-- EXERCISE GOAL --
Retype the whole listing below, character for character.

-- SOURCE RECORDS --
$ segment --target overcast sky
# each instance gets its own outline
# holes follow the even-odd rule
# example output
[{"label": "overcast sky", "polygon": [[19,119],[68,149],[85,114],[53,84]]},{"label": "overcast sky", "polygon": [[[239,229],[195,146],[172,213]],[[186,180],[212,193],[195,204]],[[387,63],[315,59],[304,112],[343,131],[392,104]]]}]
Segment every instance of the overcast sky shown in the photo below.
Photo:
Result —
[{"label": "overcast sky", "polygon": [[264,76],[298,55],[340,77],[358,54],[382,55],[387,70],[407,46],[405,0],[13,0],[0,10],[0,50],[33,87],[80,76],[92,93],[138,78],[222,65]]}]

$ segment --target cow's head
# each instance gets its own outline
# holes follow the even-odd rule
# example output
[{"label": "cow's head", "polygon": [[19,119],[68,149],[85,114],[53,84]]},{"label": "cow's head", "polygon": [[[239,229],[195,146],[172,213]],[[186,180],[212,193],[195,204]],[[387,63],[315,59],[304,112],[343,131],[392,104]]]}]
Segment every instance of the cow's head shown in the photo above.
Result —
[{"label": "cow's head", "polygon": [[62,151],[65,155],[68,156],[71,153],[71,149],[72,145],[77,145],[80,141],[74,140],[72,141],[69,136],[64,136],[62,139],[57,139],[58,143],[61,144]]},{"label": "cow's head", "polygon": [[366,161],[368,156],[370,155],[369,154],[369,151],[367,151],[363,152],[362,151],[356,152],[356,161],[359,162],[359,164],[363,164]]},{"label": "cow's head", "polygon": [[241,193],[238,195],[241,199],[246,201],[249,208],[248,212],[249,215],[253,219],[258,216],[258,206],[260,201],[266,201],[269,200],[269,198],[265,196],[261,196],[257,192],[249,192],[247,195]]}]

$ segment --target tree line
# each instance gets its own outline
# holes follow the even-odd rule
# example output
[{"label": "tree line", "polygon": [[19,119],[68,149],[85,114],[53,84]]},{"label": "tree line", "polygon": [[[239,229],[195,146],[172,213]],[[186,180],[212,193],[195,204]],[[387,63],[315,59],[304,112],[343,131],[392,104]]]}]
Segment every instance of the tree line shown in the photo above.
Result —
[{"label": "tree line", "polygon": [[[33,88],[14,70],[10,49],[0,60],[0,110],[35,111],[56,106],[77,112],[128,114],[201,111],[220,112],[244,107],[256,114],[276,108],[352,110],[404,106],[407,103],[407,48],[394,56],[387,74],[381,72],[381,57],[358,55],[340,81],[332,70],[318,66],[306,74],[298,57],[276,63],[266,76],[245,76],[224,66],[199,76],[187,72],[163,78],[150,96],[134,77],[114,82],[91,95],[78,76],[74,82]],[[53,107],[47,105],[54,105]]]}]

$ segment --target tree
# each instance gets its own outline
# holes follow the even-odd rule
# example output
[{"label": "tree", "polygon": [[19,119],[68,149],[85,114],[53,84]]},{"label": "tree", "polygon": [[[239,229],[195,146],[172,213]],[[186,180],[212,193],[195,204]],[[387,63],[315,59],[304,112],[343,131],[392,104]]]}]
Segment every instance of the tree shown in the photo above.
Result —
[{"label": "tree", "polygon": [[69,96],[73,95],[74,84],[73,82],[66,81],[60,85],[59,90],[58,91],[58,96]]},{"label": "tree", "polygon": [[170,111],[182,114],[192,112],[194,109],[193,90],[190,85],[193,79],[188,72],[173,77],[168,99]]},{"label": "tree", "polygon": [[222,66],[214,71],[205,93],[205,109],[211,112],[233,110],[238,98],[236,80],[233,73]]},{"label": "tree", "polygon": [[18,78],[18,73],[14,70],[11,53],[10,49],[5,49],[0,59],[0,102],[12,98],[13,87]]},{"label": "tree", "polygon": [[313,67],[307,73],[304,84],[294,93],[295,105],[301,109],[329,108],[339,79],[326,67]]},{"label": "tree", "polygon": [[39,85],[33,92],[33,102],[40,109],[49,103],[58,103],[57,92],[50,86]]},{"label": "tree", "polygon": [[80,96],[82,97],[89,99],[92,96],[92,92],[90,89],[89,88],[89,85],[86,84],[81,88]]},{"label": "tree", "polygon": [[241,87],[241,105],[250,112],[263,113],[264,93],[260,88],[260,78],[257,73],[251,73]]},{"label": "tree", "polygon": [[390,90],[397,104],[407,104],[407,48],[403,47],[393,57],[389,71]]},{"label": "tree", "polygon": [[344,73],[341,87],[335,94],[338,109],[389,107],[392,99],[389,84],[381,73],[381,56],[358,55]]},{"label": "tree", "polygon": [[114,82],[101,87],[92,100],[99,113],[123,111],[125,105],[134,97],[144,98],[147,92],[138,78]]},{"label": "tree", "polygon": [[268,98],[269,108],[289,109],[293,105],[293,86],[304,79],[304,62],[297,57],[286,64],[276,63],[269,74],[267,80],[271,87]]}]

-- SOLVED EXERCISE --
$ segment --target overcast sky
# each instance gets its own outline
# holes follow the even-odd rule
# example output
[{"label": "overcast sky", "polygon": [[19,119],[68,149],[85,114],[53,84]]},{"label": "overcast sky", "polygon": [[[239,229],[195,146],[172,213]],[[186,180],[212,193],[195,204]],[[387,63],[315,59],[304,112],[343,131],[392,104]]]}]
Segment every instance of the overcast sky shown in the photo below.
Photo:
Result —
[{"label": "overcast sky", "polygon": [[264,76],[298,55],[340,77],[358,54],[382,55],[387,70],[407,46],[405,0],[13,0],[0,10],[0,50],[33,87],[80,76],[92,93],[138,78],[222,65]]}]

$ segment --target cow's head
# each instance gets its own outline
# holes follow the even-odd rule
# example output
[{"label": "cow's head", "polygon": [[19,119],[68,149],[85,114],[53,84]]},{"label": "cow's head", "polygon": [[[239,229],[195,146],[172,213]],[[186,180],[212,193],[195,204]],[[387,63],[315,59],[304,112],[343,131],[392,104]]]}]
Segment every instance of the cow's head shown in the photo above.
Result —
[{"label": "cow's head", "polygon": [[62,151],[65,155],[68,156],[71,153],[71,149],[72,145],[77,145],[80,141],[74,140],[72,141],[69,136],[64,136],[62,139],[57,139],[58,143],[61,144]]},{"label": "cow's head", "polygon": [[366,161],[368,156],[370,155],[369,154],[369,151],[367,151],[363,152],[362,151],[356,152],[356,161],[359,162],[359,164],[363,164]]},{"label": "cow's head", "polygon": [[241,193],[238,195],[241,199],[246,201],[249,208],[248,212],[249,215],[253,219],[258,216],[258,206],[260,201],[266,201],[269,200],[269,198],[265,196],[261,196],[257,192],[249,192],[247,195]]}]

$ segment --target tree line
# each instance gets its own outline
# holes follow the even-odd rule
# example output
[{"label": "tree line", "polygon": [[19,119],[68,149],[85,114],[53,84]]},{"label": "tree line", "polygon": [[[239,229],[195,146],[172,213]],[[186,180],[212,193],[195,204]],[[387,63],[315,59],[304,112],[343,131],[392,104]]]}]
Segment every instance of the tree line shown in the photo above.
Result —
[{"label": "tree line", "polygon": [[[33,88],[14,70],[10,49],[0,60],[0,110],[35,111],[56,106],[77,112],[128,114],[201,111],[220,112],[244,107],[256,114],[276,108],[352,110],[404,106],[407,103],[407,48],[394,56],[387,74],[381,72],[381,57],[358,55],[340,81],[332,70],[318,66],[306,74],[298,57],[276,63],[266,76],[245,76],[224,66],[199,76],[187,72],[163,78],[150,96],[134,77],[114,82],[91,95],[78,76],[74,82]],[[53,107],[47,105],[54,105]]]}]

$ segment --target tree
# each instance gets its own outline
# holes follow the even-odd rule
# example output
[{"label": "tree", "polygon": [[19,119],[68,149],[85,114],[53,84]]},{"label": "tree", "polygon": [[[239,229],[195,146],[172,213]],[[186,180],[212,193],[195,204]],[[387,63],[315,59],[304,112],[343,131],[392,104]]]}]
Segment every instance of the tree shown in the photo above.
Result —
[{"label": "tree", "polygon": [[69,96],[73,95],[74,84],[73,82],[66,81],[60,85],[59,90],[58,91],[58,96]]},{"label": "tree", "polygon": [[170,111],[182,114],[192,112],[194,109],[193,90],[190,85],[193,79],[188,72],[173,77],[168,99]]},{"label": "tree", "polygon": [[222,66],[214,71],[205,93],[205,109],[211,112],[233,110],[238,98],[236,80],[233,73]]},{"label": "tree", "polygon": [[18,78],[18,73],[14,70],[11,53],[10,49],[5,49],[0,59],[0,102],[12,98],[13,87]]},{"label": "tree", "polygon": [[313,67],[307,73],[304,84],[294,93],[295,105],[301,109],[329,108],[339,79],[326,67]]},{"label": "tree", "polygon": [[39,85],[33,92],[33,102],[40,109],[49,103],[58,103],[57,92],[50,86]]},{"label": "tree", "polygon": [[80,96],[82,97],[89,99],[92,96],[92,92],[90,89],[89,88],[89,85],[86,84],[81,88]]},{"label": "tree", "polygon": [[241,87],[241,105],[250,112],[263,113],[264,93],[260,88],[260,78],[257,73],[251,73]]},{"label": "tree", "polygon": [[390,90],[397,104],[407,104],[407,48],[403,47],[393,57],[389,71]]},{"label": "tree", "polygon": [[344,73],[341,87],[335,94],[338,109],[389,107],[392,99],[389,84],[381,73],[381,56],[358,55]]},{"label": "tree", "polygon": [[114,82],[101,87],[92,100],[99,113],[123,111],[125,105],[134,97],[144,98],[147,92],[138,78]]},{"label": "tree", "polygon": [[268,98],[269,108],[289,109],[293,105],[293,86],[304,79],[304,62],[297,57],[286,64],[276,63],[269,74],[267,80],[271,87]]}]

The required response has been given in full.